**WHAT IS EXPECTED**
Which lines in the items below contain the word "your"? Pick out each one and copy it.

**Region segmentation data**
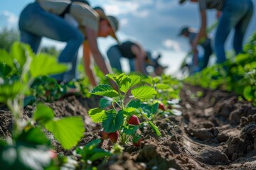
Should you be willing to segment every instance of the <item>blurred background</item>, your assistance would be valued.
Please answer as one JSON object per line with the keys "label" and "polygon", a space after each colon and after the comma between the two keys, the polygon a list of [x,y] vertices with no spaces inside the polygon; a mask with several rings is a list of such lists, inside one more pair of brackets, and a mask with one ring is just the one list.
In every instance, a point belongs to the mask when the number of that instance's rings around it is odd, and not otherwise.
{"label": "blurred background", "polygon": [[[0,30],[18,30],[18,16],[22,9],[32,0],[0,1]],[[178,0],[89,0],[92,7],[102,6],[107,14],[116,16],[119,21],[117,36],[121,42],[132,40],[139,42],[154,55],[161,54],[160,62],[169,67],[166,74],[175,74],[186,54],[190,51],[186,39],[178,36],[181,28],[191,26],[196,30],[200,27],[200,16],[197,4],[190,2],[180,6]],[[245,35],[245,42],[256,30],[256,0],[252,0],[255,12]],[[214,10],[207,12],[208,26],[216,20]],[[233,34],[232,32],[230,33]],[[213,37],[215,30],[210,35]],[[231,36],[226,49],[232,50]],[[98,38],[100,51],[105,55],[110,46],[115,43],[111,38]],[[62,49],[64,42],[44,38],[41,47],[55,46]],[[82,57],[82,49],[80,57]],[[213,59],[214,61],[214,59]],[[122,61],[124,70],[127,61]]]}

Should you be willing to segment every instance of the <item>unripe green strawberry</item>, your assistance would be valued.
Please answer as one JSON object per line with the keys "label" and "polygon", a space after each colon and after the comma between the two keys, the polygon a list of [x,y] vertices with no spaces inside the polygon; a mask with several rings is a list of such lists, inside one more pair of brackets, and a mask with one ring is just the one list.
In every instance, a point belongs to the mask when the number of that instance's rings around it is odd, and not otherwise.
{"label": "unripe green strawberry", "polygon": [[109,134],[103,130],[102,131],[102,137],[105,140],[107,140],[107,138],[109,137]]}
{"label": "unripe green strawberry", "polygon": [[114,132],[110,132],[109,135],[109,139],[113,143],[116,143],[118,140],[118,131]]}
{"label": "unripe green strawberry", "polygon": [[164,105],[163,103],[159,103],[159,108],[160,108],[161,110],[162,110],[164,111],[166,110],[165,107],[164,107]]}
{"label": "unripe green strawberry", "polygon": [[134,145],[134,147],[139,147],[141,142],[142,141],[142,138],[140,136],[134,137],[132,139],[132,143]]}
{"label": "unripe green strawberry", "polygon": [[140,122],[139,120],[138,117],[137,117],[135,115],[132,115],[129,120],[127,120],[128,123],[130,125],[139,125],[140,124]]}

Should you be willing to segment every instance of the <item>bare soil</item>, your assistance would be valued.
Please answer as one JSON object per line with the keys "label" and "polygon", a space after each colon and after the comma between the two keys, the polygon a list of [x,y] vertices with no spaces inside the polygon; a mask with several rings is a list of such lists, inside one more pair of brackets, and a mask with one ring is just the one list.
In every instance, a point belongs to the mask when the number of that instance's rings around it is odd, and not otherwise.
{"label": "bare soil", "polygon": [[[197,91],[203,96],[196,97]],[[154,123],[162,137],[149,128],[141,128],[143,141],[139,148],[127,144],[124,152],[112,157],[107,162],[95,162],[98,169],[111,170],[174,170],[174,169],[255,169],[256,108],[235,95],[184,85],[179,105],[182,115],[159,116]],[[82,146],[101,137],[100,125],[93,123],[87,110],[97,107],[100,98],[82,98],[70,96],[46,104],[57,117],[80,115],[85,121]],[[24,118],[31,117],[33,106],[24,110]],[[11,115],[8,109],[0,109],[0,136],[10,136]],[[57,152],[66,155],[52,140]],[[112,143],[102,140],[100,147],[110,149]]]}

**OUTPUT**
Should you be willing to segment every instance of the <item>blurred background</item>, your assistance would be valued.
Should you be willing to segment every instance of the <item>unripe green strawberry</item>, your assistance would be valued.
Should you be willing to segment every instance of the <item>bare soil</item>, your assistance would be valued.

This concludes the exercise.